■ Supplied passage ■
==========

The German farmers who settled along Cypress Creek developed a specific pattern of land use, which continued for over a hundred years.  These farmers tended to purchase property which included Cypress Creek frontage, a portion of the woods which adjoined the creek and as much upland farmland as they could afford. Homes were built well back from the creek, while the wooded areas were used primarily as a resource for firewood, fodder for the numerous sawmills, which sprang up after the Civil War, or shelter and forage for the hogs and cattle, which made up a large portion of the farm stock. (25, P. 29). These farmers became early leaders in market gardening, which had been well developed in Germany.

Religion was very important to the German families who came to Texas. Although there were German immigrants of many faiths, most were Lutheran. In mid-1850s the families along Cypress Creek had no established church so for a while they worshipped in each others homes. Eventually they decided to attend Salem Lutheran Church, which was nearly 15 miles to the northwest near the Spring Creek (Rosehill) Community. Today, of course, we would think nothing of traveling 15 miles to attend church, but in the mid-1850s this was a difficult undertaking.

The journey from Big Cypress (Klein) to Salem Lutheran Church could take a large part of the day to accomplish by wagon. There were no roads so the trip to church was along trails through the prairie. Those traveling would do so on Saturday, and spend Saturday night in the Spring Creek Community area with relatives or friends, in order to be ready for church early Sunday morning.

Edwin “Butch” Theiss explained how he was told by G.W. Brautigam of Tomball “that Jacob Theis traveled by wagon with his family on Saturdays to Rosehill and spent the night with his brother Henry, went to church at Salem on Sunday morning and then traveled back home that afternoon. There were some French people who lived on the route to Tomball (very likely the Pillots) and these people commented to various friends and neighbors that “Jacob Theis must be a very good man because he travels so far every weekend to attend church with his family”. (29, P.11)

After many years of this weekly journey to worship at Salem the members of the developing Klein community decided to build their own church and in 1874 formed the Trinity Lutheran Church. Acquiring 160 acres of railroad land the founding members first constructed a school and worshiped there until the church building was completed in 1882. The names of the founders of Trinity reflect the community leaders of the time: Adam Klein, Jacob Theis, Jost Wunderlich and Henry Kaiser. Other charter members of the congregation included Henry Benfer, Henry Bernhausen, William Lemm and John (Johannes) Brill. Not long after the church was founded the Klink and Strack families joined. The Klink family were cousins of Adam Klein’s wife who had followed her to Texas, and the Stracks, of course, were early settlers to the area.

==========

Source data
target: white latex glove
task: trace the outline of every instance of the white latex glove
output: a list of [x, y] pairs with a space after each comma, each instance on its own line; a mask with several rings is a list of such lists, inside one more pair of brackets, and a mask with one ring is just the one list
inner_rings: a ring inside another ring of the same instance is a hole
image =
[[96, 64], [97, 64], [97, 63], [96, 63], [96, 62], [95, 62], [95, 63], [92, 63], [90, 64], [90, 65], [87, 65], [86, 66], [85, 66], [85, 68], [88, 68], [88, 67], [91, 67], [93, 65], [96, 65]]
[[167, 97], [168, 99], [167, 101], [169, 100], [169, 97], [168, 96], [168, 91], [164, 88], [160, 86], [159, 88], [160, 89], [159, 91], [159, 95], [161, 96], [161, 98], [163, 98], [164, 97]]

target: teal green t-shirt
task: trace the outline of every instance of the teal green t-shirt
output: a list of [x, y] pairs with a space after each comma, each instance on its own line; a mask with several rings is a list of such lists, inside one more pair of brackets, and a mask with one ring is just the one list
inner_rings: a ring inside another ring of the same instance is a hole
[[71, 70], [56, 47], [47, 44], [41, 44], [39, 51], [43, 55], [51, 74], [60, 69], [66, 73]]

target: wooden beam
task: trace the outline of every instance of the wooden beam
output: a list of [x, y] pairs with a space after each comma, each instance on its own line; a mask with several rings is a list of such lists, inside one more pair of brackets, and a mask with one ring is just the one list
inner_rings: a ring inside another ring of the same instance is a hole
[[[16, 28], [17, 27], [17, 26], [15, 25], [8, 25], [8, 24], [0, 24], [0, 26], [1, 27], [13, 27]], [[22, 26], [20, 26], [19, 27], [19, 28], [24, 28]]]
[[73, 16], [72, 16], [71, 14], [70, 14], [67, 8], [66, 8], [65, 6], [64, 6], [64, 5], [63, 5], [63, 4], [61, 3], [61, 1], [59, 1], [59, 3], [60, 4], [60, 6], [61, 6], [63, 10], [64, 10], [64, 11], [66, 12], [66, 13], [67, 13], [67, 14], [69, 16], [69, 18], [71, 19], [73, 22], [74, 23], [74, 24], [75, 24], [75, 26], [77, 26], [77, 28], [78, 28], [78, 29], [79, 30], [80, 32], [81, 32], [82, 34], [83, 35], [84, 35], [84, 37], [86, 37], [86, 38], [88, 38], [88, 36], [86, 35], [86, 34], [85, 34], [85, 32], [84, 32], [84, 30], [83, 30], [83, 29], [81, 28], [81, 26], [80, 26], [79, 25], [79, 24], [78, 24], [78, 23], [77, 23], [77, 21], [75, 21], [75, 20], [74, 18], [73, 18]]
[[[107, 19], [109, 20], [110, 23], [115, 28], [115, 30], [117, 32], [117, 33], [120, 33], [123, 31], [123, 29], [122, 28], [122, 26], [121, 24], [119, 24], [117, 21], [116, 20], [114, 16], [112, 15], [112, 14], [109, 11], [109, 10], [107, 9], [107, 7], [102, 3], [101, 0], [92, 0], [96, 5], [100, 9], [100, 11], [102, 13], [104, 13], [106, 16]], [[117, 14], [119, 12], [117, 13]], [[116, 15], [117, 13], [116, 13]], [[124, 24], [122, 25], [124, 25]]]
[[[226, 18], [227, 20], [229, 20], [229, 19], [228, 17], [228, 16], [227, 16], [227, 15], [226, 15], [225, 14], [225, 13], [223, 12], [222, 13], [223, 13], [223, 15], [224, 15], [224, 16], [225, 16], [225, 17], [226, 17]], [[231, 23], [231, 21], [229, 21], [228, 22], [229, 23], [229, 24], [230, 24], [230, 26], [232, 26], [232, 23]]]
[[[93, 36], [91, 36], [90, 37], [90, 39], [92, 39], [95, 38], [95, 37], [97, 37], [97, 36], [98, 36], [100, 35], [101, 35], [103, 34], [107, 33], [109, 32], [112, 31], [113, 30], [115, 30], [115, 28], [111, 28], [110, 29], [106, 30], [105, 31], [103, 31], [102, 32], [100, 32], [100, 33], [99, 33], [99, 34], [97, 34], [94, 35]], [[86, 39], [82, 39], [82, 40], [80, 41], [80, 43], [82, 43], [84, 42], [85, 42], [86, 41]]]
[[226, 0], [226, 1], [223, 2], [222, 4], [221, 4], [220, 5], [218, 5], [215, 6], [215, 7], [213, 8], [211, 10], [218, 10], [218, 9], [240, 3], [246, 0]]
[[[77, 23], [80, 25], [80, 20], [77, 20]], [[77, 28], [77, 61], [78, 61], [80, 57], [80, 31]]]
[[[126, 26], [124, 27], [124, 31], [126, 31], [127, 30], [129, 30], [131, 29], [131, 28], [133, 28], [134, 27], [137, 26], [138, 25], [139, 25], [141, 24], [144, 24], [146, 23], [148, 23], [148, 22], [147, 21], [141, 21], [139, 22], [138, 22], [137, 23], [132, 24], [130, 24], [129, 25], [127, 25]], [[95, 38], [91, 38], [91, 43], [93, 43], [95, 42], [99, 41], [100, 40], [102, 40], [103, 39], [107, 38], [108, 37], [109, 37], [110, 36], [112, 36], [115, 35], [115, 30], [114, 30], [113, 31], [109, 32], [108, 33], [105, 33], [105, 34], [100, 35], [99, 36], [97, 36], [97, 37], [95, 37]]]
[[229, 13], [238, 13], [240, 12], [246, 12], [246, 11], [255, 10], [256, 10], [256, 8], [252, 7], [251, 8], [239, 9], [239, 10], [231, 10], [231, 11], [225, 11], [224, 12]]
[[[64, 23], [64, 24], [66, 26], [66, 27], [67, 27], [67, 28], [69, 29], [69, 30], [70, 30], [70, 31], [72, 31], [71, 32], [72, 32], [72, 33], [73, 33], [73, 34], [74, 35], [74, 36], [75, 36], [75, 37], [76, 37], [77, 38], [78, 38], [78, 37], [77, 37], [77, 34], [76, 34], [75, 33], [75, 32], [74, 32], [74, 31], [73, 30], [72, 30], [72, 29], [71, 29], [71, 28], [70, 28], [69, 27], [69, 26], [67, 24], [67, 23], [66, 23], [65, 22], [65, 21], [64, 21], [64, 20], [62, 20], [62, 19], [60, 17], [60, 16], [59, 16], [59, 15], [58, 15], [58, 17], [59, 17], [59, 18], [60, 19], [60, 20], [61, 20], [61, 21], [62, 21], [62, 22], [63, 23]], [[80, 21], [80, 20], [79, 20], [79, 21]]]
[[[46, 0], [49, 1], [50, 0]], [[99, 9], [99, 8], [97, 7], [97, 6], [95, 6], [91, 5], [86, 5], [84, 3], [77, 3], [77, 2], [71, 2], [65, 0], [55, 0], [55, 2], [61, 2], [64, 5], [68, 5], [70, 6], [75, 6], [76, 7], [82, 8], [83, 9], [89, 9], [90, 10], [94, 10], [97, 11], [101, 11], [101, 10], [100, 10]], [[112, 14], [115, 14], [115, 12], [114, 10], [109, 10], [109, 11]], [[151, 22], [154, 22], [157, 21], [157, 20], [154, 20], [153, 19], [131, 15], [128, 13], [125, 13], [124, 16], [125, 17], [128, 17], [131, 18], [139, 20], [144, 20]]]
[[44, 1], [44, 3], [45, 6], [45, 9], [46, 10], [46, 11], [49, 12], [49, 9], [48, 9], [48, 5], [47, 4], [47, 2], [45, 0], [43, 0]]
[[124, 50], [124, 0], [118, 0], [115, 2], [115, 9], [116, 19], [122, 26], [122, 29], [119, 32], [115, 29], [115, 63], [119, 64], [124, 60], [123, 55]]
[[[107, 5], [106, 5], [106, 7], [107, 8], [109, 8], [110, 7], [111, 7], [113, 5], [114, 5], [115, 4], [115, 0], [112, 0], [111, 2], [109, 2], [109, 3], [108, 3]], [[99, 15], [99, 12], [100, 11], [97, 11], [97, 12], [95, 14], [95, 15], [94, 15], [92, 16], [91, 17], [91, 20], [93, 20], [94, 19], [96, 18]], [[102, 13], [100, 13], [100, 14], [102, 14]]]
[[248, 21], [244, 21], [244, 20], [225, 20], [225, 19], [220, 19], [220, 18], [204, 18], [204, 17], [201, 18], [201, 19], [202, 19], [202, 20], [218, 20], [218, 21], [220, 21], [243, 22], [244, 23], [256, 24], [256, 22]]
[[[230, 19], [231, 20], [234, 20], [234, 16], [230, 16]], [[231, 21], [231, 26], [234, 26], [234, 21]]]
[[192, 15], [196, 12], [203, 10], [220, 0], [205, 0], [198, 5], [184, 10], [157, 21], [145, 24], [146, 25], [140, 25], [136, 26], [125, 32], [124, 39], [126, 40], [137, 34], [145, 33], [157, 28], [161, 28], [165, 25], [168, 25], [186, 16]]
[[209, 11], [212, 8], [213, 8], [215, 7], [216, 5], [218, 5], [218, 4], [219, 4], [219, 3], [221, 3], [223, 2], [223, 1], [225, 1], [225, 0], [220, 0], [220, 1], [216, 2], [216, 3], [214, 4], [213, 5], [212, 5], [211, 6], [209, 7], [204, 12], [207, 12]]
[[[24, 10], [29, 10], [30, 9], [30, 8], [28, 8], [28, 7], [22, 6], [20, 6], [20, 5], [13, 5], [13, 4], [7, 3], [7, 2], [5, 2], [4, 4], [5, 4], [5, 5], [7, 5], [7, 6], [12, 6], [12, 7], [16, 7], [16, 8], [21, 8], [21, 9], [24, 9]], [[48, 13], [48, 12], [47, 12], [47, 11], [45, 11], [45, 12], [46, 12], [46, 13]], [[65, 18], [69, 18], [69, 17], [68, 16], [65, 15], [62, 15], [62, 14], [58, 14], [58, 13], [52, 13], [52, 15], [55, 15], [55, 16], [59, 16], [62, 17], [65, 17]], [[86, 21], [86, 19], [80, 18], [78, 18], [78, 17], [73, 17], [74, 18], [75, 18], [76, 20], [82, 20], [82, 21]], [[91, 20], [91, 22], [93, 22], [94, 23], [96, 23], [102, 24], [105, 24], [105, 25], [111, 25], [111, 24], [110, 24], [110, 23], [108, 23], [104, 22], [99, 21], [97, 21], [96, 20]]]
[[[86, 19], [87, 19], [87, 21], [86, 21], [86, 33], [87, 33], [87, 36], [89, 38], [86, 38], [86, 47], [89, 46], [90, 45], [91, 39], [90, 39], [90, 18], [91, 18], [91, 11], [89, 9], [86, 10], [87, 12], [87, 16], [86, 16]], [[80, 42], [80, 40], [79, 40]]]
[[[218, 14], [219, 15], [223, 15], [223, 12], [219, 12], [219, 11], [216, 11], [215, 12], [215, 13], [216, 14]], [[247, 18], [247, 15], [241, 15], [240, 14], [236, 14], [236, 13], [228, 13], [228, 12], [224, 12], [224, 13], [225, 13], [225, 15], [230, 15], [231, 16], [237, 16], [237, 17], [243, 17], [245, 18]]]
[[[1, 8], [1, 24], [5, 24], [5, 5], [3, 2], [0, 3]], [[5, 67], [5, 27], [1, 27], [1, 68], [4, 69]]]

==========

■ Task to carry out ■
From the passage above about the German settlers along Cypress Creek, list every person it names as a founder of Trinity Lutheran Church.

■ Task answer ■
Adam Klein, Jacob Theis, Jost Wunderlich, Henry Kaiser